**Provided entries**:

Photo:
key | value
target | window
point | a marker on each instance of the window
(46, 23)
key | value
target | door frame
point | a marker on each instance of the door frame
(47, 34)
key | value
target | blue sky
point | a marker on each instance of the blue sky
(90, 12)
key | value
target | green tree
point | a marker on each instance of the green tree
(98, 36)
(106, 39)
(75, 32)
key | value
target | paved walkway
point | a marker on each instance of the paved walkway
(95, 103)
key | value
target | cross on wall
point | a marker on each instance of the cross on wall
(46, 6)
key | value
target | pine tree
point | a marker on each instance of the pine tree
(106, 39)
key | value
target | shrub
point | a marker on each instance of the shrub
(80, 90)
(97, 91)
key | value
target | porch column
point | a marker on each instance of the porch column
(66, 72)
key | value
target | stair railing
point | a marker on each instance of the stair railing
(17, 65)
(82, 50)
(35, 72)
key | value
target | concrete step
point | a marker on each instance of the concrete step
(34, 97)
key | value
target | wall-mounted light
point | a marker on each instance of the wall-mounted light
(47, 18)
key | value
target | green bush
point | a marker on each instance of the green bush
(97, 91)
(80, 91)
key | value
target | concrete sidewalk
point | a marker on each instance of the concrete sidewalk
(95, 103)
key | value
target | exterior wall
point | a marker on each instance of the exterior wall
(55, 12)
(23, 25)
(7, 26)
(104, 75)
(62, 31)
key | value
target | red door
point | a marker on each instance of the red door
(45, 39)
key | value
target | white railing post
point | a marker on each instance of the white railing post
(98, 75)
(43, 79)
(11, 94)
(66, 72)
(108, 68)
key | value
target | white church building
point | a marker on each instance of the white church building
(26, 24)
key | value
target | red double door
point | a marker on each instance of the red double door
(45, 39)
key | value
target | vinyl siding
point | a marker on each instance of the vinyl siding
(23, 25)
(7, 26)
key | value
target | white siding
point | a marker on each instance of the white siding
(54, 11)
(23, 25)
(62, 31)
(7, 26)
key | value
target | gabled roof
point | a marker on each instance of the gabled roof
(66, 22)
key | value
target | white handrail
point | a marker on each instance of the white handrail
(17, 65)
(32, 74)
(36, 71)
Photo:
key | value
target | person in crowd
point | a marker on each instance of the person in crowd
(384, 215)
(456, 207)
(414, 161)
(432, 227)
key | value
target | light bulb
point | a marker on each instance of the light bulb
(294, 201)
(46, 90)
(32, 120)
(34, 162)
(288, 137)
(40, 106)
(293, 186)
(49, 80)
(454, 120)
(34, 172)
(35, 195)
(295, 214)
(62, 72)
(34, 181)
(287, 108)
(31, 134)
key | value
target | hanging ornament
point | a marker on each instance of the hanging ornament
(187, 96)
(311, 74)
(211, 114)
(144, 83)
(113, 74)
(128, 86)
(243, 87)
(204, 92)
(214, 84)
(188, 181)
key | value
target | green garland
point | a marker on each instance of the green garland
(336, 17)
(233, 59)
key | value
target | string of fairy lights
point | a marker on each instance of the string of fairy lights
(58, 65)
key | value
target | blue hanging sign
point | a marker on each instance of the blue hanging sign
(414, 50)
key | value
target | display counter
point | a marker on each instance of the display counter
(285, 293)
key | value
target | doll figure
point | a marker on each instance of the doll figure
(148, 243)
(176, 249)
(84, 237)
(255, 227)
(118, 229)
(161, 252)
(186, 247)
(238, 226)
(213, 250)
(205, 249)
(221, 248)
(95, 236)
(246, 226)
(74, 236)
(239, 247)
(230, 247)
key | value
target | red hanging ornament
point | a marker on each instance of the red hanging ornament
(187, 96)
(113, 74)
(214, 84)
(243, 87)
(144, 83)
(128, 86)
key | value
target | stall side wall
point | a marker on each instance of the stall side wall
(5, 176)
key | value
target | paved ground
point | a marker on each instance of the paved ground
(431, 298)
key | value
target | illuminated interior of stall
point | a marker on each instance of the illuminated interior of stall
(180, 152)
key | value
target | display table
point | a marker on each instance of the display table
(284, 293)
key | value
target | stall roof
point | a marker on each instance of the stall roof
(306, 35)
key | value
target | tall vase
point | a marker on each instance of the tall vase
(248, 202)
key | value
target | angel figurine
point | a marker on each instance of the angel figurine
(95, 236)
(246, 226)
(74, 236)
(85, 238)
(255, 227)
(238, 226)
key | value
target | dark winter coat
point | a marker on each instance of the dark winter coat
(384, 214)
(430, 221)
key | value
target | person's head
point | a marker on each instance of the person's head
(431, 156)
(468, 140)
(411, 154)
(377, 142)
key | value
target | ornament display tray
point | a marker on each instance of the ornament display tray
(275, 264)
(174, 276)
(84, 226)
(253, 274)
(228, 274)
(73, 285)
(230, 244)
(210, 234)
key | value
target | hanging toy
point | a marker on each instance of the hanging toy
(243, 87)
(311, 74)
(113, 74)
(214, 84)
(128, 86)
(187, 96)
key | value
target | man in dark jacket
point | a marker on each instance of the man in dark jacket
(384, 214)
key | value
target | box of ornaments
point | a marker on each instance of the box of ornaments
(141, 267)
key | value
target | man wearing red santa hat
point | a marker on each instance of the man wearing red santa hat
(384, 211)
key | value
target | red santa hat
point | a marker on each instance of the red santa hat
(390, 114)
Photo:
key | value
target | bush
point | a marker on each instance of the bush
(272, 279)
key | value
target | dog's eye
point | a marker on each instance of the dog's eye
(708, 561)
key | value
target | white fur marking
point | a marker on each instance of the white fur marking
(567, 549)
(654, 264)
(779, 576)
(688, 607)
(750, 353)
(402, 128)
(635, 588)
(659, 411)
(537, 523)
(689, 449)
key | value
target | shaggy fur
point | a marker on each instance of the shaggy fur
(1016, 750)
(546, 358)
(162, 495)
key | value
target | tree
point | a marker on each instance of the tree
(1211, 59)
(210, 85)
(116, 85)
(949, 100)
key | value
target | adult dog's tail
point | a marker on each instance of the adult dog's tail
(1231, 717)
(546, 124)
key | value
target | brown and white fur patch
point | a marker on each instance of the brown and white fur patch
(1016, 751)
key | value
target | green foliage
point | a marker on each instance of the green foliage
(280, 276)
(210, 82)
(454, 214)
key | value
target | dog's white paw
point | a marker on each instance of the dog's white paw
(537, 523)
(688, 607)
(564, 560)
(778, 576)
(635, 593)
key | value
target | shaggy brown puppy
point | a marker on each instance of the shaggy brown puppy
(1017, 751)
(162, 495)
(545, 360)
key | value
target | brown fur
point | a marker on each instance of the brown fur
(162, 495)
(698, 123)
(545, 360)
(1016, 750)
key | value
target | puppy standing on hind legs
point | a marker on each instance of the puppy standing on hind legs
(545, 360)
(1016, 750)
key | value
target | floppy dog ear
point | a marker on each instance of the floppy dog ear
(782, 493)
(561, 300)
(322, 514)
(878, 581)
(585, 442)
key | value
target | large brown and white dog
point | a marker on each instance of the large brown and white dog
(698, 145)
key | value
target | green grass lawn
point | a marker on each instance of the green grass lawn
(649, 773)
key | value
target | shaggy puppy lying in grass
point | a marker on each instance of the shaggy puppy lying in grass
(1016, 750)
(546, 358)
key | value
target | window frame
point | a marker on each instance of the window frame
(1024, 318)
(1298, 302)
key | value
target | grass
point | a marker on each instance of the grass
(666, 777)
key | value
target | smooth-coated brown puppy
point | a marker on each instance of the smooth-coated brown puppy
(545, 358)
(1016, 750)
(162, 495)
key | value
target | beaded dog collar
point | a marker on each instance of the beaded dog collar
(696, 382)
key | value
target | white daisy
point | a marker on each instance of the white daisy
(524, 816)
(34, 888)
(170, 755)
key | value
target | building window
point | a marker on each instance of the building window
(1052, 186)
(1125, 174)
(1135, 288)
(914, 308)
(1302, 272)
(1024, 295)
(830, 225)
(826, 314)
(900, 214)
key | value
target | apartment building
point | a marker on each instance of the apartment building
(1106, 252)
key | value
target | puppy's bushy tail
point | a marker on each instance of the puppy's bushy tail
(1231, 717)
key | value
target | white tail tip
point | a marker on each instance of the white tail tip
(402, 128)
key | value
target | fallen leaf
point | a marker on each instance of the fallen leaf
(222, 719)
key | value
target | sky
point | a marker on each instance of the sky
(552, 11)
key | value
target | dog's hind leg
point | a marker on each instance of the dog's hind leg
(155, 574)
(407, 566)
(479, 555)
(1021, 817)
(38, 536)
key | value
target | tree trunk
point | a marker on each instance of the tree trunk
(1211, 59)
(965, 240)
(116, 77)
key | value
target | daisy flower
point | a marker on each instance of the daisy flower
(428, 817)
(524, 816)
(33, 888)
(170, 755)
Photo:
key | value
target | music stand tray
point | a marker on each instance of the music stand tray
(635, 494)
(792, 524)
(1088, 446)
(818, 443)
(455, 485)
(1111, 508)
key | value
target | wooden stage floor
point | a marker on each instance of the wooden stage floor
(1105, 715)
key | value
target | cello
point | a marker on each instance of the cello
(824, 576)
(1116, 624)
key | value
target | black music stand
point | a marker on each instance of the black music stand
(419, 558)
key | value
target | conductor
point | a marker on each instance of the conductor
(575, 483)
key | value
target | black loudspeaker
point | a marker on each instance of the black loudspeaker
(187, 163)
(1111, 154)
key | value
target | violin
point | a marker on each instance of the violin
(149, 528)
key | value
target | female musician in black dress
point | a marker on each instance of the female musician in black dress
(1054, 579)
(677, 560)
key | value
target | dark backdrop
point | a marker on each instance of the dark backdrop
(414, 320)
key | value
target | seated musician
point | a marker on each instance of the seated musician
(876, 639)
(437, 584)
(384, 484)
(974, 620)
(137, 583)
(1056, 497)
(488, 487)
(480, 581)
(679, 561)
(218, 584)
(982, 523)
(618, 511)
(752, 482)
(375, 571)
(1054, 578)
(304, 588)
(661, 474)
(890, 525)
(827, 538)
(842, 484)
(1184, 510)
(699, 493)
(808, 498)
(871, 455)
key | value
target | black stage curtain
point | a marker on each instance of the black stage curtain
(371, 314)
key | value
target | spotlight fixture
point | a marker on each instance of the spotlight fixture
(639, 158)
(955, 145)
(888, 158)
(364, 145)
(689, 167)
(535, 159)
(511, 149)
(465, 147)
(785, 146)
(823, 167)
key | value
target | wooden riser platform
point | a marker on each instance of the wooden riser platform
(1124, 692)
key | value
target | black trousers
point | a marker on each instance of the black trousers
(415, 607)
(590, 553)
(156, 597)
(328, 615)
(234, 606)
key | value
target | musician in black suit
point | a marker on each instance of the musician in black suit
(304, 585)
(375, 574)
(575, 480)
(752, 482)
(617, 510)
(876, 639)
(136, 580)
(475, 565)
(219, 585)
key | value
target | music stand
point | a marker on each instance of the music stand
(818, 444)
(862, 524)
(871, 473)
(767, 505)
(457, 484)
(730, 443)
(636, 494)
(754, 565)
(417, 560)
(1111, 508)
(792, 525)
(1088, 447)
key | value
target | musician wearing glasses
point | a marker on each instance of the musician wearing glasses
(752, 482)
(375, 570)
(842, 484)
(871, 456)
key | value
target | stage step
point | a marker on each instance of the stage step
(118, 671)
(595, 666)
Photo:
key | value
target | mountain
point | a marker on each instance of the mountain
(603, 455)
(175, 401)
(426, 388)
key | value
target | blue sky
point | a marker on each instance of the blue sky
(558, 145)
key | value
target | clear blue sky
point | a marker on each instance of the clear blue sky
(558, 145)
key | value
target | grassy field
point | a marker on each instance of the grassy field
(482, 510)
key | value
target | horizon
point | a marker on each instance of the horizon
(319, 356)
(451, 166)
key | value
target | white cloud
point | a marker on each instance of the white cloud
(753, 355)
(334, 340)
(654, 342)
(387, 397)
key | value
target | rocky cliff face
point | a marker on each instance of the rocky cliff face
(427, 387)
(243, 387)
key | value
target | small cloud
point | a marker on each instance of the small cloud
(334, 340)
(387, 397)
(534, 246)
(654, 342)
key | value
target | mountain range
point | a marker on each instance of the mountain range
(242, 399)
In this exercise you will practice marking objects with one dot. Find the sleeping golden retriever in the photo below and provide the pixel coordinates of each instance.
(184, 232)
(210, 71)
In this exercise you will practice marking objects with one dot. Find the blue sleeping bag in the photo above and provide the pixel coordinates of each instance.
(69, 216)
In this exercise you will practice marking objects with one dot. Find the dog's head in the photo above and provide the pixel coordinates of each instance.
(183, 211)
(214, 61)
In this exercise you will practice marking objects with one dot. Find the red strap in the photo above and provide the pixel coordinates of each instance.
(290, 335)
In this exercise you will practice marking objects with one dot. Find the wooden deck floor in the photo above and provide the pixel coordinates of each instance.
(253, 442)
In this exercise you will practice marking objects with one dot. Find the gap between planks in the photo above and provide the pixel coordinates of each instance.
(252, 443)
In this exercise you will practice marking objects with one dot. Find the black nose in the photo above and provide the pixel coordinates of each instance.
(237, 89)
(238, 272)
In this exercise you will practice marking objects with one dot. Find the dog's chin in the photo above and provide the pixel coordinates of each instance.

**Requirements**: Repeat, exactly and only, the lines above from the one containing "Find the wooden" through the end of the material.

**Expected output**:
In this exercise you will practice marking objects with one dot. Find the wooden deck floor in the photo above and provide the pixel coordinates of each instance.
(253, 442)
In this exercise you will practice marking objects with one dot. Find the gap between planks in the photo above and provide the pixel coordinates of each instance.
(252, 443)
In this exercise you will practice marking objects with one dot. Find the black nose in the photo above and provide the pixel coordinates of each instance.
(237, 89)
(238, 272)
In this exercise you will practice marking objects with one dot. Find the dog's chin in the photo above and provide the pixel coordinates of each instance.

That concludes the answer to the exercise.